- _WORK INSTRUCTIONS_
Reproduce verbatim the lines of the records below, starting at the line that contains "For the evaluation set, tag each instance of the pink yarn" and ending at the last line of the records, with both ends included.

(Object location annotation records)
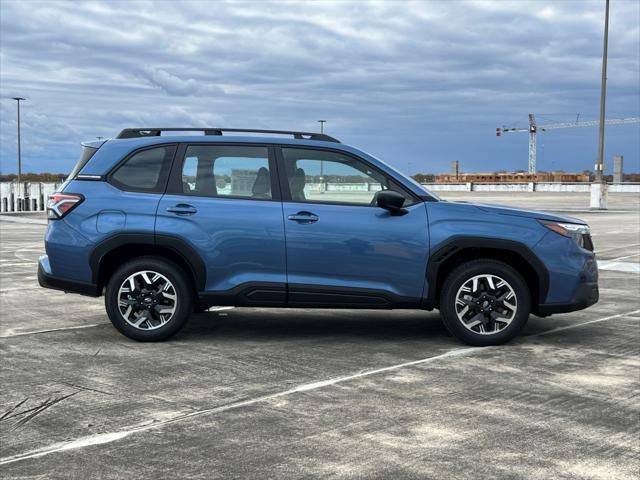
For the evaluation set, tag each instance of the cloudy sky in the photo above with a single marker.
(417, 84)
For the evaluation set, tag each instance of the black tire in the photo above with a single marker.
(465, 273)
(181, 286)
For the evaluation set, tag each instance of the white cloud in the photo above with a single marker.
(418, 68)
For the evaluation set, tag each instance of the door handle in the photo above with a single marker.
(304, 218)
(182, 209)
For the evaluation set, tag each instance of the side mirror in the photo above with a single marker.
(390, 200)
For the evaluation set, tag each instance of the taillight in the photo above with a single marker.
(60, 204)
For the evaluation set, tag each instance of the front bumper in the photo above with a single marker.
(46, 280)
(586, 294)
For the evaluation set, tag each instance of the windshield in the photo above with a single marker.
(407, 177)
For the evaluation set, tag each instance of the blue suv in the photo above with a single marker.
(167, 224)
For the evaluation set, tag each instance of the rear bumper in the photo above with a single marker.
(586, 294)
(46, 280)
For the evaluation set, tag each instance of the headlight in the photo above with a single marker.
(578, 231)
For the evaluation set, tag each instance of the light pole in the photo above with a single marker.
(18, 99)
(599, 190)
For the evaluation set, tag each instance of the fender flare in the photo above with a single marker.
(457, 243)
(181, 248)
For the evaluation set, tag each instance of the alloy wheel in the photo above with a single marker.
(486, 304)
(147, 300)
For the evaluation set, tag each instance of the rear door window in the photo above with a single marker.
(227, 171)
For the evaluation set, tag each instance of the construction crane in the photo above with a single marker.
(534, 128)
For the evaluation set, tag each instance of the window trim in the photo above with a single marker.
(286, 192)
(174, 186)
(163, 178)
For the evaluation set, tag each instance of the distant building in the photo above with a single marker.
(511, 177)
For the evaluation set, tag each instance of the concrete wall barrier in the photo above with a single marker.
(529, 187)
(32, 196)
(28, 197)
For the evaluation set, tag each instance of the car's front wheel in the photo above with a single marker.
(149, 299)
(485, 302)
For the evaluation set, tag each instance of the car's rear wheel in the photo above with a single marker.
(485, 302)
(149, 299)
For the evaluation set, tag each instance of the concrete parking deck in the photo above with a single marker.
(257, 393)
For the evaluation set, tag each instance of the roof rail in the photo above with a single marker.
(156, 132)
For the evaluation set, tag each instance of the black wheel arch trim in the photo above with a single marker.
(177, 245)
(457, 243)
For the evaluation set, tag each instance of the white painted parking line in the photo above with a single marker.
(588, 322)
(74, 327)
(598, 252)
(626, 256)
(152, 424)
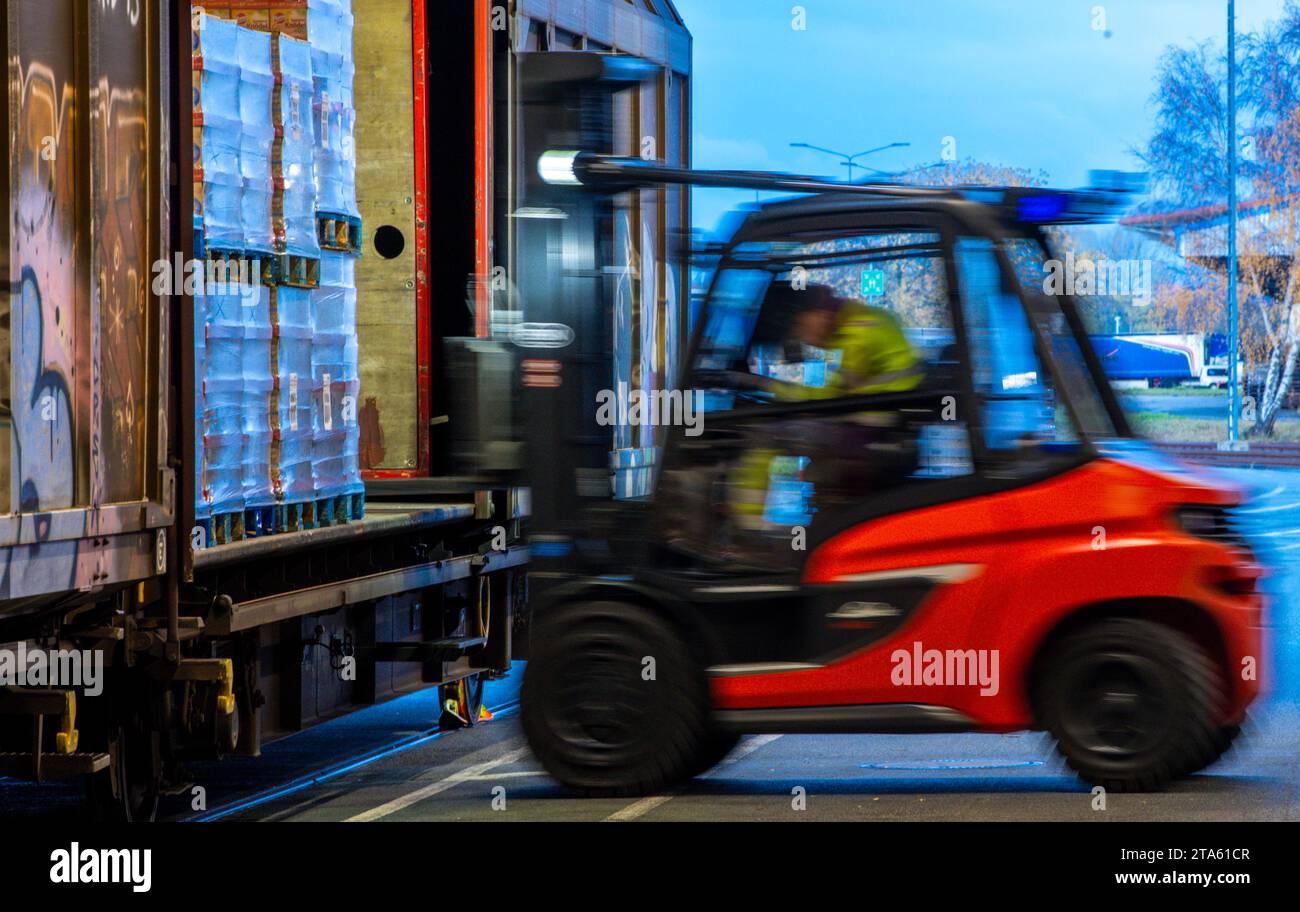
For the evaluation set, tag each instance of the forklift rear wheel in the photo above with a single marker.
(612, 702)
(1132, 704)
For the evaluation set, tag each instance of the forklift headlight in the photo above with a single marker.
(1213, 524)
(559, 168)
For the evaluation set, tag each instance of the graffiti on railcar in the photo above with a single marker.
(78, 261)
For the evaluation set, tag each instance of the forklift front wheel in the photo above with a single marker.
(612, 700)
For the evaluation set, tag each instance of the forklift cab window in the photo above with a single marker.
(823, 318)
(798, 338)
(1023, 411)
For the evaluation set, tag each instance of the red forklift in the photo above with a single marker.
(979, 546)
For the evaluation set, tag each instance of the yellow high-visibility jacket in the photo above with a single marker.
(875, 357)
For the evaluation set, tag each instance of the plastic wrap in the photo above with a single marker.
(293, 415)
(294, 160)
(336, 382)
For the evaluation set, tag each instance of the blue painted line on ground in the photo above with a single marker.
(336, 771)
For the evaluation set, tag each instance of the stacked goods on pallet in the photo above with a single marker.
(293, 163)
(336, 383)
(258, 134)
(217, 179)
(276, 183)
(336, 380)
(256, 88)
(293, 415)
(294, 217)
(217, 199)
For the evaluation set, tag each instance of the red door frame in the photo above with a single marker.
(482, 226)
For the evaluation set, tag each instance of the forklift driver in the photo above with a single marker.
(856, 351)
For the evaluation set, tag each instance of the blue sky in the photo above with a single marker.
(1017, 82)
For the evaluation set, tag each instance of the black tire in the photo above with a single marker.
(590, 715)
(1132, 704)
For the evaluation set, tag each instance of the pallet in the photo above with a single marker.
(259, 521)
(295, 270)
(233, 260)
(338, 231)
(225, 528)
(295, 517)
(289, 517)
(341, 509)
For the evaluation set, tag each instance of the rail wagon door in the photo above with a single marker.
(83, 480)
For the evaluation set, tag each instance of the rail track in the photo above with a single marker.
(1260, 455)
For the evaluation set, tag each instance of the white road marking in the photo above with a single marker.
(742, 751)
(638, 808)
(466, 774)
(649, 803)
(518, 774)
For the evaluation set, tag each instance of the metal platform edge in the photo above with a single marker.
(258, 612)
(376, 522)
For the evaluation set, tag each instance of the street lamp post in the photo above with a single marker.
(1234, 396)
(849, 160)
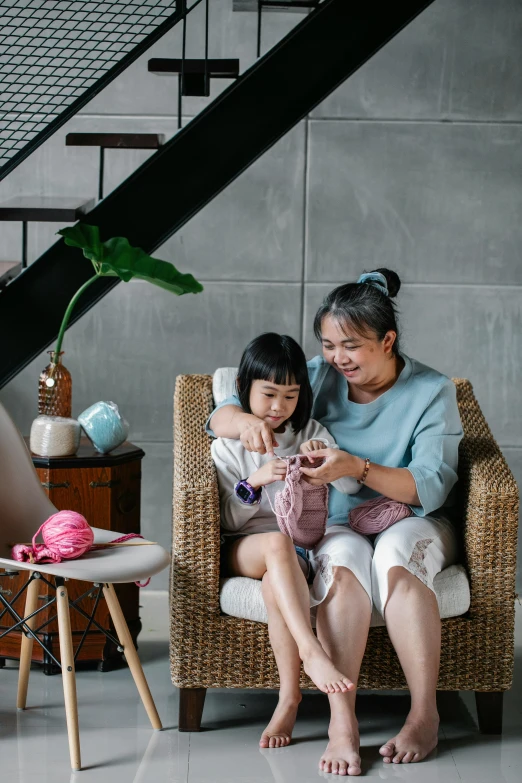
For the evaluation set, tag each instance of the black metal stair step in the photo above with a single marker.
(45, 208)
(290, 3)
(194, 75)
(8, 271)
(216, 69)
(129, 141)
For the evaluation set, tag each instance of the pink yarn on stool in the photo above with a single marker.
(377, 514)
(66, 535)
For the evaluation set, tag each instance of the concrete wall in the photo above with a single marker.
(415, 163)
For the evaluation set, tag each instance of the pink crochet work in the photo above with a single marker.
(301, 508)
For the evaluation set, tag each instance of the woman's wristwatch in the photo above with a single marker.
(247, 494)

- _OUTPUT OF THE EXERCISE_
For the evaluation set, tag each instance of the pink yarn on stool in the photo above with a single marker.
(377, 514)
(66, 535)
For the evaluation set, tag each instance of the concrete wall in the photo above with a single marker.
(415, 163)
For the evaluation set, tag each instance of the pink crochet work in the photo above with a single marker.
(301, 508)
For the evaluation set, tag each instance of the woman's wristwatch in the photo above with a single marker.
(247, 494)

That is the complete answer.